[RECORDED INFORMATION start]
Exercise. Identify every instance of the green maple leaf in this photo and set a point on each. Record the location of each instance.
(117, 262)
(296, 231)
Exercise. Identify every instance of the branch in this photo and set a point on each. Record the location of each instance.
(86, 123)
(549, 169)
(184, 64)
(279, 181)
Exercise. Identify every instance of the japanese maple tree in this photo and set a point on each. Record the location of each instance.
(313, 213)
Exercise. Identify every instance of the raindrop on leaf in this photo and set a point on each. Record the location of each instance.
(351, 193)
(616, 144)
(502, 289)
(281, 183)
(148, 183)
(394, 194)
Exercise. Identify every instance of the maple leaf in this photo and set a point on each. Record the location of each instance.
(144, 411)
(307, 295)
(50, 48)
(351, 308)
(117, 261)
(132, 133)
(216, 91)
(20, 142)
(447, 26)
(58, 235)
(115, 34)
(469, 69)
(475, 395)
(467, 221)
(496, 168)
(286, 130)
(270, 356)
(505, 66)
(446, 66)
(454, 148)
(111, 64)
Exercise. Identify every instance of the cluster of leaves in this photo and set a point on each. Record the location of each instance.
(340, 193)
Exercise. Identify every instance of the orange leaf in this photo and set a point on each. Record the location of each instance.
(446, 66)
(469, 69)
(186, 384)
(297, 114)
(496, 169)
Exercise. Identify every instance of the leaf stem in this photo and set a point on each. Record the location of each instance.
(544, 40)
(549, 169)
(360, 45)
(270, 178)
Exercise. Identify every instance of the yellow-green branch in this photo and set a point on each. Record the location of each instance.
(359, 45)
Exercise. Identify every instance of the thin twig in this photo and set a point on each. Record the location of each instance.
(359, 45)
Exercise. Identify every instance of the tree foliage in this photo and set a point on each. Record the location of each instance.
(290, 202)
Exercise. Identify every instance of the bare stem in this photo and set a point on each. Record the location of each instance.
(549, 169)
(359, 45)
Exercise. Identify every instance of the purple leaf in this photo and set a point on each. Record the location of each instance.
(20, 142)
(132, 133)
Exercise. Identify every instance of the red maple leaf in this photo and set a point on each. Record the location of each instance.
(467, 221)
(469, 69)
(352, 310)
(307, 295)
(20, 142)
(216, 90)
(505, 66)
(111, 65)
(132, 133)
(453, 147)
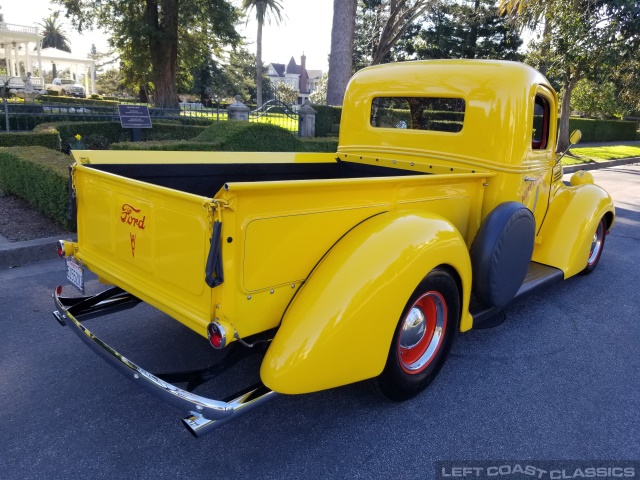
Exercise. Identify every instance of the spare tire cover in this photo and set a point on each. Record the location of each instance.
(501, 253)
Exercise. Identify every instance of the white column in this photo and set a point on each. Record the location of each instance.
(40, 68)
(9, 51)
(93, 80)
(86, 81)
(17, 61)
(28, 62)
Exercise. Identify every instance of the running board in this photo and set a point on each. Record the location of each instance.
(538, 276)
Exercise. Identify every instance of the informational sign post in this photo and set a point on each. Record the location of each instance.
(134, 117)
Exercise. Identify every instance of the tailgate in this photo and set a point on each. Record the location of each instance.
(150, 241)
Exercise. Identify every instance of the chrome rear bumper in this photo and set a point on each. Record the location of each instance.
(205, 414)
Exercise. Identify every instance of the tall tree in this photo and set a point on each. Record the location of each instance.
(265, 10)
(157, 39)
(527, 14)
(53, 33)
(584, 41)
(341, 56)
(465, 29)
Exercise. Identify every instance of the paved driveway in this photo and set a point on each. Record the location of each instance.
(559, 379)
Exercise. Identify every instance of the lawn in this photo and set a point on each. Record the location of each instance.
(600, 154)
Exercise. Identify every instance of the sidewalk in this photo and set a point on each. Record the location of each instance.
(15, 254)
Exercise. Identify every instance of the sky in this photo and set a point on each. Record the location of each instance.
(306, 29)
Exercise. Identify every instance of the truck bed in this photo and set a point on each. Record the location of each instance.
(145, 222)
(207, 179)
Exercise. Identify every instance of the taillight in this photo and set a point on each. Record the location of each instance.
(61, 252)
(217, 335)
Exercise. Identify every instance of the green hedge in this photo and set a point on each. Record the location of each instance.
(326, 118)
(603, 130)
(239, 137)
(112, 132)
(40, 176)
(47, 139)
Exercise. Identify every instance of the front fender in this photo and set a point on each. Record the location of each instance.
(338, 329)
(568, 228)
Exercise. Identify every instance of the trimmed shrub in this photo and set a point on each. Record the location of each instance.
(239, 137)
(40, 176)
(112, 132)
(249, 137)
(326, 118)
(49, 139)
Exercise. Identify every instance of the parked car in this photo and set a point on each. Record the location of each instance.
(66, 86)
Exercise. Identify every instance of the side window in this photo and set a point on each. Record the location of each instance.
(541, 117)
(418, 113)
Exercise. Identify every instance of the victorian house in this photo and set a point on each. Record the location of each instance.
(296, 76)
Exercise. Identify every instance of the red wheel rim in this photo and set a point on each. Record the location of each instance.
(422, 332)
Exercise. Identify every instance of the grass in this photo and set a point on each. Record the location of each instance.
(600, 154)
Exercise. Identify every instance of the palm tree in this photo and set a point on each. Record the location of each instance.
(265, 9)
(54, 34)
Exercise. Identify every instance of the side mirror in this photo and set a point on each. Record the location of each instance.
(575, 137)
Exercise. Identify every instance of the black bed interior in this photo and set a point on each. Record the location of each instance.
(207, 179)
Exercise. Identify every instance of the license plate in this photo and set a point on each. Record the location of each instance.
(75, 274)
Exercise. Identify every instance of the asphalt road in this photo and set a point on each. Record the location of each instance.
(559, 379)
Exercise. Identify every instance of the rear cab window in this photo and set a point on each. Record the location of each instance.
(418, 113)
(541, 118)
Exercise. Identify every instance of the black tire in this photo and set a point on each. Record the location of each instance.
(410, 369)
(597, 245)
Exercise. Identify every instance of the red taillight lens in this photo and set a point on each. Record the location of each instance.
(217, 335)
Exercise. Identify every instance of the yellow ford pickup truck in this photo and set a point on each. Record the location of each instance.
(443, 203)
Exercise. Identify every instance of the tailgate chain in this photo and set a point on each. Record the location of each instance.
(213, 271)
[RECORDED INFORMATION end]
[RECORDED INFORMATION start]
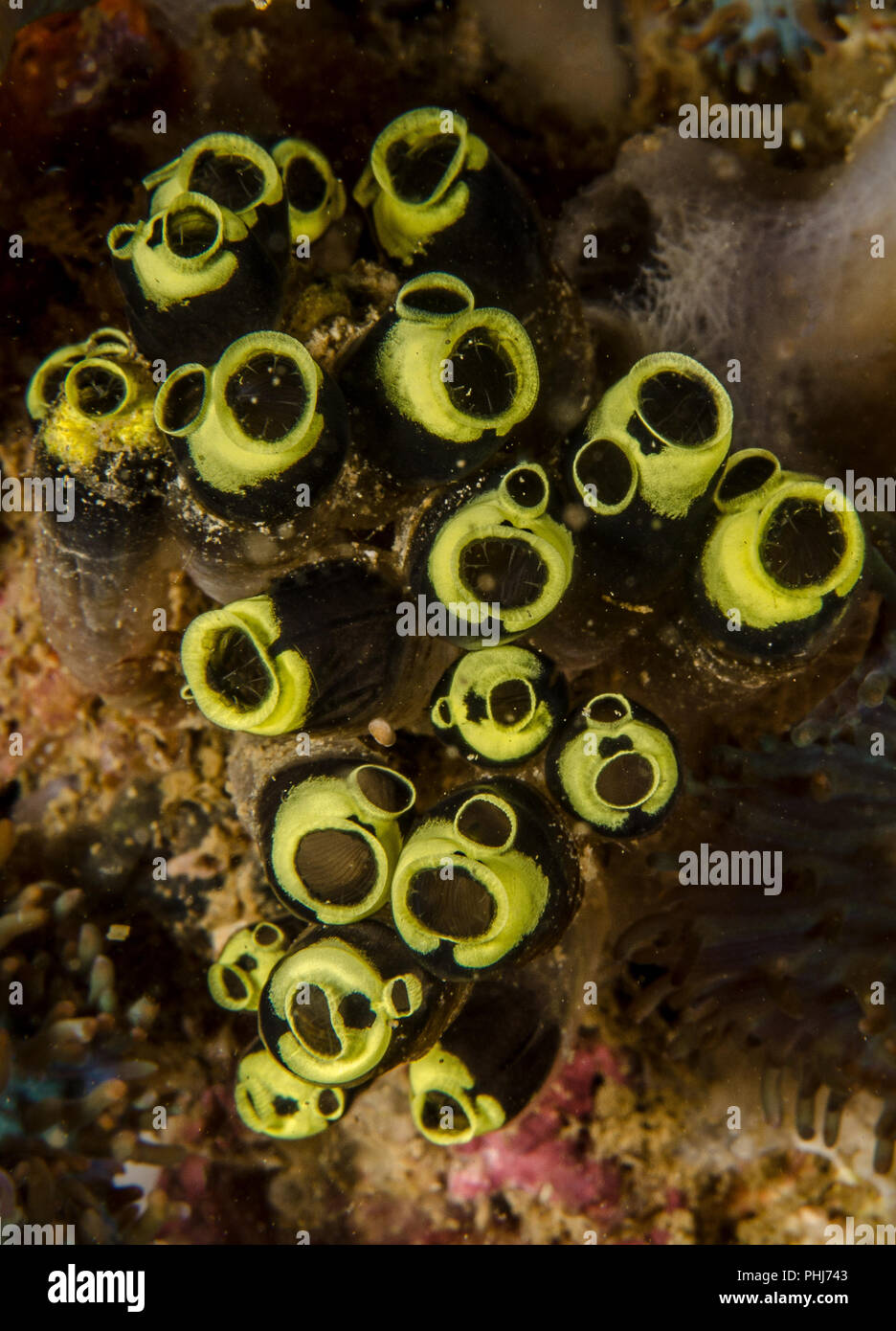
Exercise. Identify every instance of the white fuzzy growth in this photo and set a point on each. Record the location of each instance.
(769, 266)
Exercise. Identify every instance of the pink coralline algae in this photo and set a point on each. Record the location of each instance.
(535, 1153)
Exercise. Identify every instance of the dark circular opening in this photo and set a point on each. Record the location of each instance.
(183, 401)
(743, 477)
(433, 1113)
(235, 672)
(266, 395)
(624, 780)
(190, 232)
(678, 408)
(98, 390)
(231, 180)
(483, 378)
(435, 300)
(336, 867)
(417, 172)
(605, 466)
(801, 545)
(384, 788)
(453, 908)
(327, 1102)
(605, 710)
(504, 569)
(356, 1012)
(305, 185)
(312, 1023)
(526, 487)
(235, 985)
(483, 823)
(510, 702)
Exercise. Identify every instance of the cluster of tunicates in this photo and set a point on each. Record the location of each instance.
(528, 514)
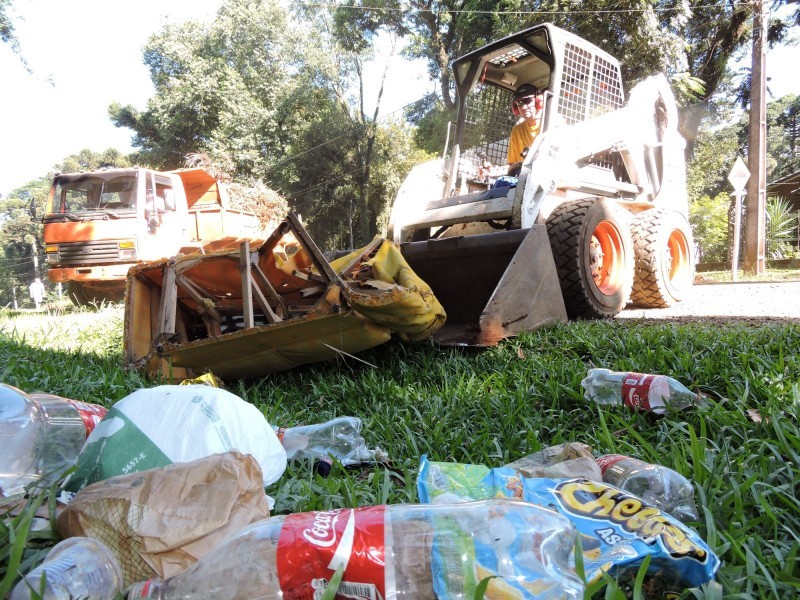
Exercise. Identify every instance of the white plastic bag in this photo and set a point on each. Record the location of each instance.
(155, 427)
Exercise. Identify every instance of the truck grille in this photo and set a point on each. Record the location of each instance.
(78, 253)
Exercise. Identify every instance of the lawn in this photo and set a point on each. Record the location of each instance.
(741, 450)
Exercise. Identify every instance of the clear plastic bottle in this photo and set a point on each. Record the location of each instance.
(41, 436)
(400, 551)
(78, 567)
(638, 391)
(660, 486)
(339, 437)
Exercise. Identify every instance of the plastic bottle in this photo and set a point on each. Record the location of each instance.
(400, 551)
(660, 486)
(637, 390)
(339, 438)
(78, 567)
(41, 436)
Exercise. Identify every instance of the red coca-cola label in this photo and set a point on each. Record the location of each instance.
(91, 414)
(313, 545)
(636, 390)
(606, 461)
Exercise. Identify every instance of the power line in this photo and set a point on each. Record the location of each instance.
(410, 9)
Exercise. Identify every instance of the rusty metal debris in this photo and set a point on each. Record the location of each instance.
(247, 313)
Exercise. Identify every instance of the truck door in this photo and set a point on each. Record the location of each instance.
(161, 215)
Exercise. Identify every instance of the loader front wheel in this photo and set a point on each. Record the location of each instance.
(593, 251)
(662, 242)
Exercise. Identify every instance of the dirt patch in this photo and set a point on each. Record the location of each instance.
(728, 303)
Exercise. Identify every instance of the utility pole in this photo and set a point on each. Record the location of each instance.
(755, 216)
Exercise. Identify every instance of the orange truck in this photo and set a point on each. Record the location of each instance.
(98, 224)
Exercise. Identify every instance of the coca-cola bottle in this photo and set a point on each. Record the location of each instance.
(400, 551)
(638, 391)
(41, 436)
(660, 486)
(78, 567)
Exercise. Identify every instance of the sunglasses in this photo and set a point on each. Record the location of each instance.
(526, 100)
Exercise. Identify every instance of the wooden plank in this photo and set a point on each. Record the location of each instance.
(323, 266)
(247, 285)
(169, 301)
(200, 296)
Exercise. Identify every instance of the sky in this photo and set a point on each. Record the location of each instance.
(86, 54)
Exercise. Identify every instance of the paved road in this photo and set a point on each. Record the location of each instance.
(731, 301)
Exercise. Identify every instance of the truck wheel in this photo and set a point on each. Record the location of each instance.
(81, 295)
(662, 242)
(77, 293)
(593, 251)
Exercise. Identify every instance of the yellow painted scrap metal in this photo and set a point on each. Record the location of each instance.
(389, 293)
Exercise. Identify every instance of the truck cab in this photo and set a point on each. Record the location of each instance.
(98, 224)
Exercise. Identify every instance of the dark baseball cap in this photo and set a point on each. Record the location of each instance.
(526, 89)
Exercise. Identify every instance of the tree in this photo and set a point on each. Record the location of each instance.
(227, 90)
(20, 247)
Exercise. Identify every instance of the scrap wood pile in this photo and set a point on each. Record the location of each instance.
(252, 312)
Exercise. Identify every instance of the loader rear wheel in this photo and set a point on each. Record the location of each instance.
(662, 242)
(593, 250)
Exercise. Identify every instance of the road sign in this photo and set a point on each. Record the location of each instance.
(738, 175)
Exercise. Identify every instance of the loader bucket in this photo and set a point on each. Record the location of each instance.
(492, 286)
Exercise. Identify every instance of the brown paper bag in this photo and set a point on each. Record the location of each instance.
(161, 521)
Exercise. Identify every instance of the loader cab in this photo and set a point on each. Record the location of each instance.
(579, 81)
[RECORDED INFORMATION end]
[RECORDED INFORMATION start]
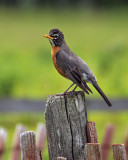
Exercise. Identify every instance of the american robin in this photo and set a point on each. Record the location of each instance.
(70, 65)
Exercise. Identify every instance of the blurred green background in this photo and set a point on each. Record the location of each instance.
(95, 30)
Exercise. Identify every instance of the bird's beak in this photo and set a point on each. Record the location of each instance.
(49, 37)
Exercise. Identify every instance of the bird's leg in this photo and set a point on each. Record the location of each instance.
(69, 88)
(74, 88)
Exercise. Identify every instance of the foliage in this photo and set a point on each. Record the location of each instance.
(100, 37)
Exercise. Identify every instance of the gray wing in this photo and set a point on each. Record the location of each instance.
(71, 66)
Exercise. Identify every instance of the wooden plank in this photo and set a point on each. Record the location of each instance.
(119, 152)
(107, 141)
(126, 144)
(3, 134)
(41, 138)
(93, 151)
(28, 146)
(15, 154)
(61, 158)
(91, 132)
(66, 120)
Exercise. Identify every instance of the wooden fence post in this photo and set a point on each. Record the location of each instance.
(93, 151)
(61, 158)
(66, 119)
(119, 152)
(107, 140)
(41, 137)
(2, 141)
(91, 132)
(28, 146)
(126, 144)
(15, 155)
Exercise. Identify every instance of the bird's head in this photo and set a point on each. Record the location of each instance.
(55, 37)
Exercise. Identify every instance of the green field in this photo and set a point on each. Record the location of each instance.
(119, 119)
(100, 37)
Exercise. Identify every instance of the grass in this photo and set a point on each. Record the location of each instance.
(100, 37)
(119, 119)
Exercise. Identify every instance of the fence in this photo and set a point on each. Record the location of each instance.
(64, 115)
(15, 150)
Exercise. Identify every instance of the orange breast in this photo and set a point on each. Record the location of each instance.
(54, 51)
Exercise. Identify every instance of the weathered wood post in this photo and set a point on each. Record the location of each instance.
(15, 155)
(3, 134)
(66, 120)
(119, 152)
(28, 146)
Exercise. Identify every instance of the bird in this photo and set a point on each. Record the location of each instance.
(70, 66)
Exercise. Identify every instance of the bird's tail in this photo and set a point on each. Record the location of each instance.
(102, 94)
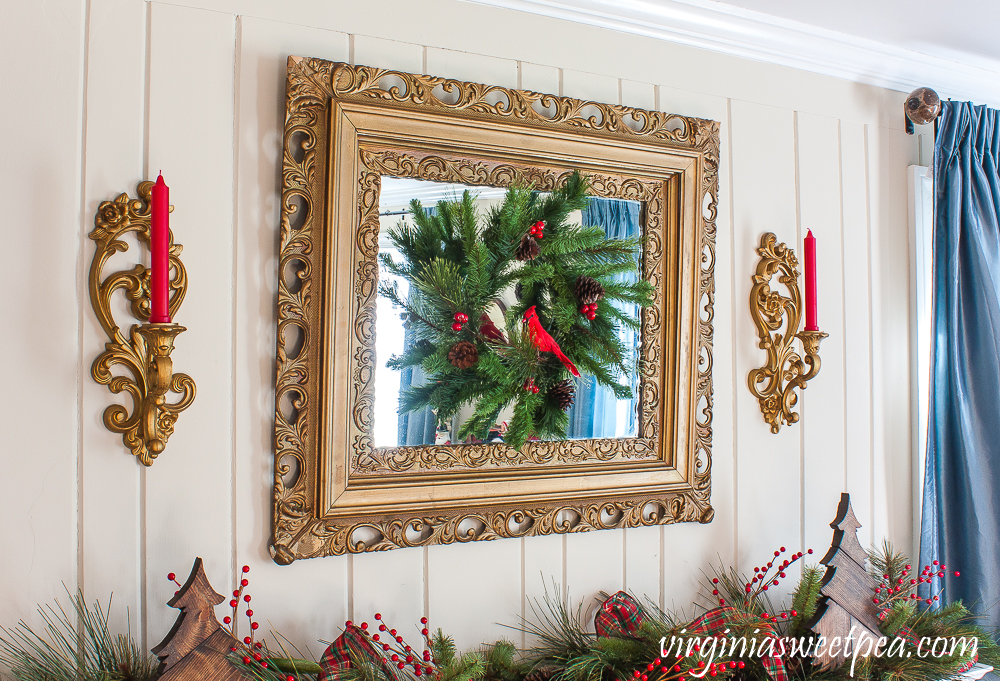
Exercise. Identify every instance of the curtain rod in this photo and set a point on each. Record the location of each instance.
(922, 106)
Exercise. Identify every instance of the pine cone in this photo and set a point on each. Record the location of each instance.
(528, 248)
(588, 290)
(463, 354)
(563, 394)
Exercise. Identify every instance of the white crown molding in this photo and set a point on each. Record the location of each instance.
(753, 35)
[RECORDED INFORMATION end]
--- WHAT IS BEING ASKED ---
Pick out every line above that contains the string "sign", treating uppercase and lowercase as different, and copy each of those lines.

--- SOLUTION TO THE PROBLEM ---
Exercise. Identify every instance of the informational sign post in this photo and set a point on each. Record the location of each instance.
Exercise. Identify every instance of the road sign in this photo and set a point on each. Record the location of each instance.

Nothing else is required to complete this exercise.